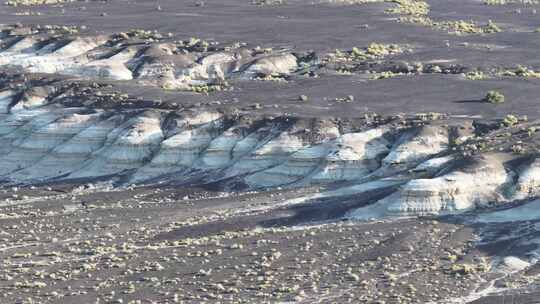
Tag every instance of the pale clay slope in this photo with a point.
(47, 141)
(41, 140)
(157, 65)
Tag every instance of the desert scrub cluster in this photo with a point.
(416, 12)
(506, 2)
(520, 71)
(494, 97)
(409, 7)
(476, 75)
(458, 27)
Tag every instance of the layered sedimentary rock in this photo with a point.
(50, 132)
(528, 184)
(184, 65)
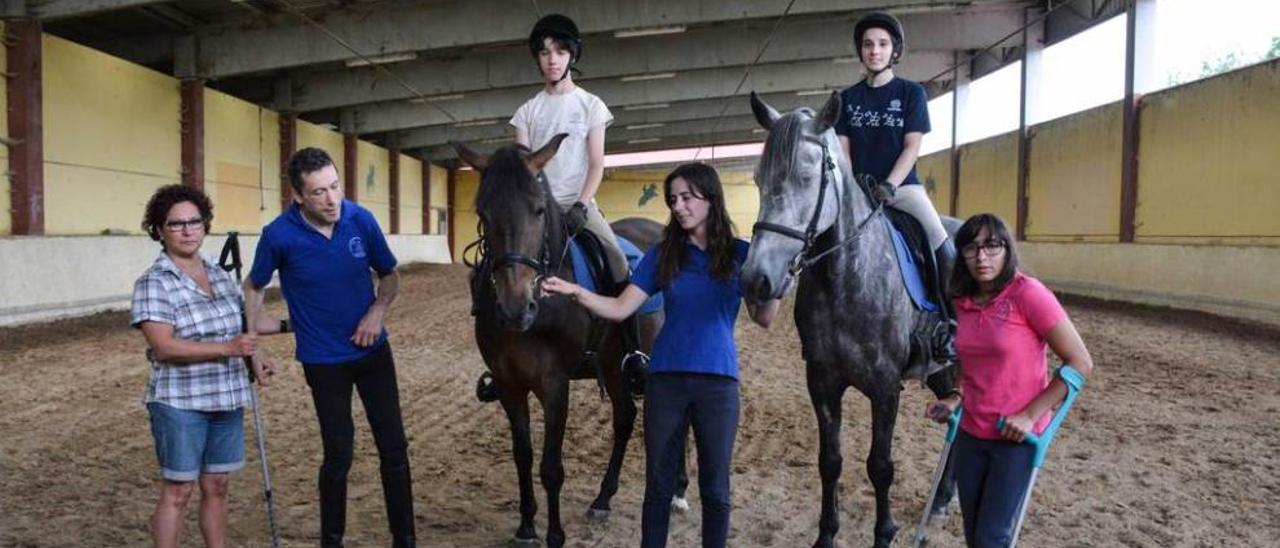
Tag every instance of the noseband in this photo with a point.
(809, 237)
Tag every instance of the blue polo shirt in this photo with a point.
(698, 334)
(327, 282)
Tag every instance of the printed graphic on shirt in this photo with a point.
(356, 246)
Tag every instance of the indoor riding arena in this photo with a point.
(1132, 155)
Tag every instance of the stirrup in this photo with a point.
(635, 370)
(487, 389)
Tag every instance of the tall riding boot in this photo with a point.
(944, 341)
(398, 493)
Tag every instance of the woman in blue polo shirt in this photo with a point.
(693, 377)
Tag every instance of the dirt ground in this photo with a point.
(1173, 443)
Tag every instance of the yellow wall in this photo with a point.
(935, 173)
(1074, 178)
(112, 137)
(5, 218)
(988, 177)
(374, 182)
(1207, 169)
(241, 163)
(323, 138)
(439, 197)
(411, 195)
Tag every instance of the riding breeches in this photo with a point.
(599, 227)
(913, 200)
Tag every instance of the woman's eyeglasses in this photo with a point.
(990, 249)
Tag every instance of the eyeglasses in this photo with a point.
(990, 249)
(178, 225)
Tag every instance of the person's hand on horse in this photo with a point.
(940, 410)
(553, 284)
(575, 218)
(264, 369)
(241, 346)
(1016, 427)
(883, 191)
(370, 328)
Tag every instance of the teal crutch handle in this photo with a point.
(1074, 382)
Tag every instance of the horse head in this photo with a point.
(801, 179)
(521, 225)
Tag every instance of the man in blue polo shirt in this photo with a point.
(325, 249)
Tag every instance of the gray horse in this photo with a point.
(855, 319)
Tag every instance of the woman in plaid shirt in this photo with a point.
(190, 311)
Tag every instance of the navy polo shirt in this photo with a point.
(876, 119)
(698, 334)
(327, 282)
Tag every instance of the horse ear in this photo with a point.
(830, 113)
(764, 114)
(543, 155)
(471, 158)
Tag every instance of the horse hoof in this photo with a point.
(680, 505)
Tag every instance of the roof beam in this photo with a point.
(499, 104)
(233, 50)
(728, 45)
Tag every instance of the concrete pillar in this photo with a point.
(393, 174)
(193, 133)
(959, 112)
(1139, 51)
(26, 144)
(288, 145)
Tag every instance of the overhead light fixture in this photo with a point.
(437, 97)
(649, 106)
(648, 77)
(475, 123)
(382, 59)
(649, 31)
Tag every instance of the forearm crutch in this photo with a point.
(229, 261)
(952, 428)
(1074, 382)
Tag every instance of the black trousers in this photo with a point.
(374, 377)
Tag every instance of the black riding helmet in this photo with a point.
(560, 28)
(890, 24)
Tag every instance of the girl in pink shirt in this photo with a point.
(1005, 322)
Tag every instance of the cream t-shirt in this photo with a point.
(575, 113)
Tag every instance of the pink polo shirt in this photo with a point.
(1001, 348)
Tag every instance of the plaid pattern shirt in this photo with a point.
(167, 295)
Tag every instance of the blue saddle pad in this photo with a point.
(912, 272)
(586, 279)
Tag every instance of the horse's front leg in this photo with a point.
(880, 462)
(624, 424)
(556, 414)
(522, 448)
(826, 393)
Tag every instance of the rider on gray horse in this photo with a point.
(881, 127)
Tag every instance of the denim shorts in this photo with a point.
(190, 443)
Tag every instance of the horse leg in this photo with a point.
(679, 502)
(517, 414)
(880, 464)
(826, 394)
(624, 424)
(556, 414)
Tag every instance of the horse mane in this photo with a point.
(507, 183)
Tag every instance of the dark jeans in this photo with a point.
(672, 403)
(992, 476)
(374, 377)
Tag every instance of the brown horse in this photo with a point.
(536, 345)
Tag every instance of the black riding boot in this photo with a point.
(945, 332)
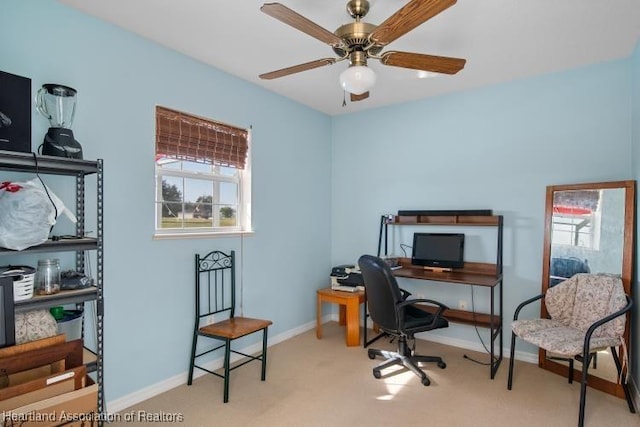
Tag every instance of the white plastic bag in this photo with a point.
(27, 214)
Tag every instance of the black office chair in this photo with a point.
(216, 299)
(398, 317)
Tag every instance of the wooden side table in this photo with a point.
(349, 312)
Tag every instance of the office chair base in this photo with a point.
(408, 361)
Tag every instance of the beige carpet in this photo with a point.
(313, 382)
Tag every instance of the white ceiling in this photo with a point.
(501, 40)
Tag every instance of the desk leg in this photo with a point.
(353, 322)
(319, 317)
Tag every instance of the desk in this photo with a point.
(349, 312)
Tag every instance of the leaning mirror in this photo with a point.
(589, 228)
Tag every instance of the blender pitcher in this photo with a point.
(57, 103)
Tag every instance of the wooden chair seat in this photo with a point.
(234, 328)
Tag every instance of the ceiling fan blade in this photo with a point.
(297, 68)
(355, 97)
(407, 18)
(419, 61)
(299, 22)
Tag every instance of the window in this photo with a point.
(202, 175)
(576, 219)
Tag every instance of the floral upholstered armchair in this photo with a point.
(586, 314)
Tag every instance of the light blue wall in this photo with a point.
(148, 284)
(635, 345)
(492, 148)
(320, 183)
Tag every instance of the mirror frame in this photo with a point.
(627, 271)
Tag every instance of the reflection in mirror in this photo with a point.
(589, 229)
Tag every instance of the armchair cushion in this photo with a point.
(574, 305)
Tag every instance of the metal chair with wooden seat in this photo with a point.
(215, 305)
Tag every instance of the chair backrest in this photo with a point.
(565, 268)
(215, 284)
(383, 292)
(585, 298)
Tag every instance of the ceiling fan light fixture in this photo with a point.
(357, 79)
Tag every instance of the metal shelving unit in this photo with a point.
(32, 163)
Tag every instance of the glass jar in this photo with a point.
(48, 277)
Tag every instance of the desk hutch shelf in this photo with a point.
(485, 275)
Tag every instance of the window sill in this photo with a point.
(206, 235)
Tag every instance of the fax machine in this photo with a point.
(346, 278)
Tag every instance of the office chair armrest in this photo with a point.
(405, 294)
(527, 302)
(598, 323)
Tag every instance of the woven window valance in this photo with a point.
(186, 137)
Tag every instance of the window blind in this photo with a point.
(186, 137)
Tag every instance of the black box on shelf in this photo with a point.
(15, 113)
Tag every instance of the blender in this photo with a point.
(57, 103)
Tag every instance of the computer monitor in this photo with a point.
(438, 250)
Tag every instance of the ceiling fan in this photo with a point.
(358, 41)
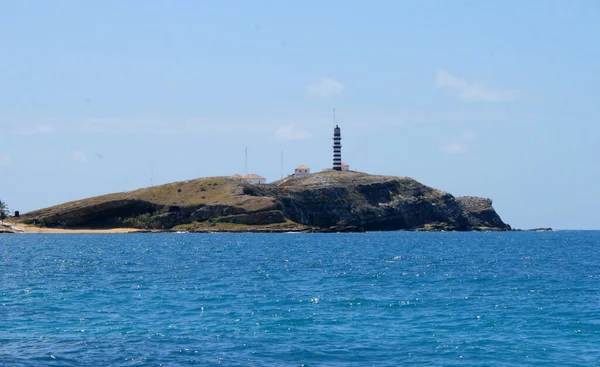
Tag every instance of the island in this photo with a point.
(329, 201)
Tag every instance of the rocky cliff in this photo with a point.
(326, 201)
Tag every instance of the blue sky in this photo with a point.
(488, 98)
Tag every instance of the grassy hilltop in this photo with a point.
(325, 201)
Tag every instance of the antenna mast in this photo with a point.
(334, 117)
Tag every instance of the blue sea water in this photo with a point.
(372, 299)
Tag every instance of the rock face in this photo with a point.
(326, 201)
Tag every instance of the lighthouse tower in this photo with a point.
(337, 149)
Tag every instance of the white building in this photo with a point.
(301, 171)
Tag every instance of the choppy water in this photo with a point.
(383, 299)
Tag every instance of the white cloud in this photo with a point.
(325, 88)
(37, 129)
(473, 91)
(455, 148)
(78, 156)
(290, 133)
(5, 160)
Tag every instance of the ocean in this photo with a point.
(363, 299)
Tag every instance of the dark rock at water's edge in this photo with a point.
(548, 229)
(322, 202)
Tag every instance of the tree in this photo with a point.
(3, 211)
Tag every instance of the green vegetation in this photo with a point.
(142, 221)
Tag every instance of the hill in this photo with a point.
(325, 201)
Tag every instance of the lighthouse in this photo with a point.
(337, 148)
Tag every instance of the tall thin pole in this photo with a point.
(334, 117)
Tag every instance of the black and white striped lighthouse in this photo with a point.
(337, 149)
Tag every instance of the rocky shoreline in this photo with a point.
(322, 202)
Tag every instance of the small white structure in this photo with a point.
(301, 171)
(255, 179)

----

Quote exactly and only the lines from the one holding "Tag every instance of the green" through the end of the data.

Tag every instance of the green vegetation in this photo with a point.
(142, 221)
Tag every instance of the hill in this photo with a point.
(325, 201)
Tag every instance of the lighthouse in this photo with a point.
(337, 148)
Tag every instance of the tall thin pole in this photo with a point.
(334, 117)
Tag every instance of the black and white striped lighthouse in this photo with a point.
(337, 149)
Tag every instance of the rocky shoreline in this photo with a point.
(322, 202)
Tag every instance of the small white structure in this photo with a point.
(301, 171)
(255, 179)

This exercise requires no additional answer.